:: Passage given

Every two weeks, a new letter from Silence Dogood appeared under the door of the print shop. She shared her life story, advice on courtship, and opinions on politics. In a quiet way, she mocked the Boston social elite and their vices, and she even made fun of Harvard. Altogether, 15 of Mrs. Dogood's letters were published in The New-England Courant, and they were incredibly popular, talked about all over town. When Mrs. Dogood hinted that she would consider marriage again, men wrote to the paper offering to be her husband. Then, suddenly, the letters stopped coming. Everyone was concerned about Mrs. Dogood. James printed a notice begging for news of her. So 16-year-old Benjamin confessed. That was really the talk of the town — people thought it was hilarious.

The one person who was not amused was James. He was so upset with his brother that in 1723 Benjamin ended up breaking off his apprenticeship and leaving for Philadelphia, the city that is most associated with him. He worked in publishing houses there and in London. Back in Philadelphia in 1727, 21-year-old Franklin formed a club called the Junto, or the Leather Apron Club, whose members were dedicated to improving themselves and their community — they read and debated and proposed projects. Franklin started the first circulating library in the colonies. And he took over a paper called The Universal Instructor in all Arts and Sciences: and Pennsylvania Gazette, shortened its name to The Pennsylvania Gazette, and made it into the most popular newspaper in the colonies. He managed to do all this by the time he was 23 years old.

A few years later, at the age of 26, Franklin began publishing Poor Richard's Almanac. He wrote in his autobiography: "In 1732 I first published my almanack under the name of Richard Saunders; it was continued by me about 25 years, commonly called 'Poor Richard's Almanac.' I endeavored to make it both entertaining and useful, and it accordingly came to be in such demand that I reaped considerable profit from it, vending annually near 10,000, and observing that it was generally read, scarce any neighborhood in the province being without it, I considered it as a proper vehicle for conveying instruction among the people, who bought scarcely any other books; I therefore filled all the little spaces that occurred between the remarkable days in the calendar with proverbial sentences, chiefly such as inculcated industry and frugality, as the means of procuring wealth, and thereby securing virtue, it being more difficult for a man in want to act always honestly, as to use here one of those proverbs, 'It is hard for an empty sack to stand upright.'"

Even though everyone knew that Richard Saunders was Benjamin Franklin, he enjoyed using a pseudonym and kept it in place for all 26 annual issues of the almanac. And it gave him a chance for Richard Saunders to insult his printer, Benjamin Franklin.

::::
:: Record extracts

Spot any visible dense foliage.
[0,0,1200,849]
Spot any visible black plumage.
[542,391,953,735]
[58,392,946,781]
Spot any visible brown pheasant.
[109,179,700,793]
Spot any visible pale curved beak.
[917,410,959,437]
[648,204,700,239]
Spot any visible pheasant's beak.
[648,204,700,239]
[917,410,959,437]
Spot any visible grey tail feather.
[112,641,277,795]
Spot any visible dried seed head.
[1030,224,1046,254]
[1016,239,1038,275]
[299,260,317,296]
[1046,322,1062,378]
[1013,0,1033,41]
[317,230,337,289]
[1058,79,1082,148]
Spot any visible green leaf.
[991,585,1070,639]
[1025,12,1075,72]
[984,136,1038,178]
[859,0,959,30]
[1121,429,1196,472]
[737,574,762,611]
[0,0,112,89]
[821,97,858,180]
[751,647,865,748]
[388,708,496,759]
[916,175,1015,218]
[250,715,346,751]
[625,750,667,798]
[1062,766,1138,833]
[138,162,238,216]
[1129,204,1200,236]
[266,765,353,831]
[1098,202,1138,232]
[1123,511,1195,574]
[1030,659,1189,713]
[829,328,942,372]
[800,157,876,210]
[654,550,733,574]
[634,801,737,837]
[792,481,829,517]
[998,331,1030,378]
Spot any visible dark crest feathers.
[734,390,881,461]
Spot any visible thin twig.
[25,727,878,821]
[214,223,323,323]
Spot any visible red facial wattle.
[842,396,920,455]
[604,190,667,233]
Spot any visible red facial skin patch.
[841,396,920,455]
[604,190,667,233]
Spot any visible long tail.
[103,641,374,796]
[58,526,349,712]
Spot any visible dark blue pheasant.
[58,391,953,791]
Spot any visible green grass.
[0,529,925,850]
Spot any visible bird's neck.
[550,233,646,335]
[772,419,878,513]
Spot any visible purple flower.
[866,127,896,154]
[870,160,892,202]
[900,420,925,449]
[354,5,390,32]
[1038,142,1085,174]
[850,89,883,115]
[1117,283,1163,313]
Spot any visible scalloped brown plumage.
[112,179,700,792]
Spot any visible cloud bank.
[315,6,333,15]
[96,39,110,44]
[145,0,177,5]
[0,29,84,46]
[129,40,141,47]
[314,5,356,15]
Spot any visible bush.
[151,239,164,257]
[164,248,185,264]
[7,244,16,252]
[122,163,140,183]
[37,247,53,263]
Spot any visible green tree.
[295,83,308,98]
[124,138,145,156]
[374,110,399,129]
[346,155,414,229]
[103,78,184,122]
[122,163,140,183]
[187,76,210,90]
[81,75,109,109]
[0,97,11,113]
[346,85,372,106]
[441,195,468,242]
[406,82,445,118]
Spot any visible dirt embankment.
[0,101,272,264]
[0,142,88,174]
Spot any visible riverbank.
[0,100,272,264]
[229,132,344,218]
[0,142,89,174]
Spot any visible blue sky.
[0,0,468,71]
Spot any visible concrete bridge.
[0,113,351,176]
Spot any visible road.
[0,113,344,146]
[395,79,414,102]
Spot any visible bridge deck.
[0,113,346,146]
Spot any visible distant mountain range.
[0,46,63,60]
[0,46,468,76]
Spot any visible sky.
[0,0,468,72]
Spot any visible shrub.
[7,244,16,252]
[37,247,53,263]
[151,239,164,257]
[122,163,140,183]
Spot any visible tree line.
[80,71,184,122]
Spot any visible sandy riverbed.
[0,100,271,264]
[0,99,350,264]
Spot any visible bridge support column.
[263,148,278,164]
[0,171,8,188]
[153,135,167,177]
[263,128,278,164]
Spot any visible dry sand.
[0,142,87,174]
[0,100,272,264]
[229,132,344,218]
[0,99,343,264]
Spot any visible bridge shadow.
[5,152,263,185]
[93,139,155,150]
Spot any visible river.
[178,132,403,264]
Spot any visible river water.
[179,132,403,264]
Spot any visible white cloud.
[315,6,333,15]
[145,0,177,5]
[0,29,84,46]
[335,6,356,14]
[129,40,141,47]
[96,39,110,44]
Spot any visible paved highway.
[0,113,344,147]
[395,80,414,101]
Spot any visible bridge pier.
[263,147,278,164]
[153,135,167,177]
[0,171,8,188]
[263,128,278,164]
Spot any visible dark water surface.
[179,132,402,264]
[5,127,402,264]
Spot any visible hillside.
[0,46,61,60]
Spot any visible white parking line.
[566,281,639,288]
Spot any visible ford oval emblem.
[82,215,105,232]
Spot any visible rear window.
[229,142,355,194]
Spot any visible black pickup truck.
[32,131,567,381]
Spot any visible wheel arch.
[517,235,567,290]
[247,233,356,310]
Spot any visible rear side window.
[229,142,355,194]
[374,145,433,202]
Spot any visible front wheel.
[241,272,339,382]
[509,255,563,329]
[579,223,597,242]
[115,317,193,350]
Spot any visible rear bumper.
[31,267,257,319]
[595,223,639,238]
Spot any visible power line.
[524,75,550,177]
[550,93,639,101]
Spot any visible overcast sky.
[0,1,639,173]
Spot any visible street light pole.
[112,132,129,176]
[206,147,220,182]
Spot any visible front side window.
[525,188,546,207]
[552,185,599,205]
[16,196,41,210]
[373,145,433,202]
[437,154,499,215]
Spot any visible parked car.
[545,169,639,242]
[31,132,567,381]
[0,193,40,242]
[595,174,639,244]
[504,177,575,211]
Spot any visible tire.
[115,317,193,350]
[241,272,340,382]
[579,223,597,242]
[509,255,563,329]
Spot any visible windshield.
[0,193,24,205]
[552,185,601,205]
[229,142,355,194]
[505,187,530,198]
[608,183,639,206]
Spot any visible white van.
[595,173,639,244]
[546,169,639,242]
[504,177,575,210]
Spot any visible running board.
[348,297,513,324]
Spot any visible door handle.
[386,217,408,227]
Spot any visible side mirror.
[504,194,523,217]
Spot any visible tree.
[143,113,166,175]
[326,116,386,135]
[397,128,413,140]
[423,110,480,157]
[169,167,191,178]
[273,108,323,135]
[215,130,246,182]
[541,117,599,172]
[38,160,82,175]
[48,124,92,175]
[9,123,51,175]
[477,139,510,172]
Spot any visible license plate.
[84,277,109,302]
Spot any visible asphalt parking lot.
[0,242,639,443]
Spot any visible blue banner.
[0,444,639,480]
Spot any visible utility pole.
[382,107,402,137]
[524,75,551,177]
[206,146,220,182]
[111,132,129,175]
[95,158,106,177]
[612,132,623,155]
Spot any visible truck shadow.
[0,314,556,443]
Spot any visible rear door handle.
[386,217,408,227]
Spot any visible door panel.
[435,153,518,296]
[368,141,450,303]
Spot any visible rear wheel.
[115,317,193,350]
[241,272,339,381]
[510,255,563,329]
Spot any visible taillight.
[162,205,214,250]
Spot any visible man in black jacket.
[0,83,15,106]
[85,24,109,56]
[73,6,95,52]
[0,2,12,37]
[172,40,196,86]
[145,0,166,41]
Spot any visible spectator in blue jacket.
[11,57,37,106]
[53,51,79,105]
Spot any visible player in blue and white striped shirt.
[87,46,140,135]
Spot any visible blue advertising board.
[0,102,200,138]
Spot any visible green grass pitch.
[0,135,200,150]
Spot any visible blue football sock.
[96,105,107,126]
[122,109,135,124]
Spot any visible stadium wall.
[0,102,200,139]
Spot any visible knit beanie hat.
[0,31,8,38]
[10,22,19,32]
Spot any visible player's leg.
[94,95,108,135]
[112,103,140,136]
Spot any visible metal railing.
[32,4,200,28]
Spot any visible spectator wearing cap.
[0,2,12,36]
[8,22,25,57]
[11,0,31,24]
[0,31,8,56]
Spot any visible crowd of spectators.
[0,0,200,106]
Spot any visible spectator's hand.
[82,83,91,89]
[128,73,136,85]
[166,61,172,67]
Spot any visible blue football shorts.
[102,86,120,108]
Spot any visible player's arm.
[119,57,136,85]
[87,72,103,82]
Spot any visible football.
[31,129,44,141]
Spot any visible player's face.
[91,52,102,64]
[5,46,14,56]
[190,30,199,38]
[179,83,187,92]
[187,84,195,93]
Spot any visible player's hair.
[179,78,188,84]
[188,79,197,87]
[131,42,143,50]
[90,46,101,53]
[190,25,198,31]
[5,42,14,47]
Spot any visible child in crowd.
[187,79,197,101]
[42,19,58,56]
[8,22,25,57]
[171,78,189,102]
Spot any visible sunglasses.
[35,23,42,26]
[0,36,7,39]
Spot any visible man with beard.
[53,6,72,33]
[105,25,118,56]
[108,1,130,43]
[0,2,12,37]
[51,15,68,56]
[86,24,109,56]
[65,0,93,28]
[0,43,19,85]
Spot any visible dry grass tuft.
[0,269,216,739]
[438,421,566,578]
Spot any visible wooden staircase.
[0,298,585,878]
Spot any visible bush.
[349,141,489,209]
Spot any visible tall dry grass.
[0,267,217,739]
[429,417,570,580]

::::

Your tasks »
1. Answer these questions from the passage on Benjamin Franklin:
(a) How many of Mrs. Dogood's letters were published in The New-England Courant?
(b) In what year did Benjamin break off his apprenticeship and leave for Philadelphia?
(c) Under what name did Franklin first publish his almanac in 1732?
2. In the rows, switch "player's" to "athlete's" throughout the part that opens with the line containing "Spot any visible crowd of spectators." and closes with the line containing "[187,84,195,93]". Give only those lines, with nothing else changed.
The text and the rows come from separate, unrelated sources.

Results »
1.
(a) 15
(b) 1723
(c) Richard Saunders

2.
Spot any visible crowd of spectators.
[0,0,200,106]
Spot any visible spectator's hand.
[82,83,91,89]
[128,73,136,85]
[166,61,172,67]
Spot any visible blue football shorts.
[102,86,120,108]
Spot any visible athlete's arm.
[119,57,136,85]
[87,72,103,82]
Spot any visible football.
[31,129,44,141]
Spot any visible athlete's face.
[91,52,102,64]
[5,46,14,56]
[190,30,199,38]
[179,83,187,92]
[187,84,195,93]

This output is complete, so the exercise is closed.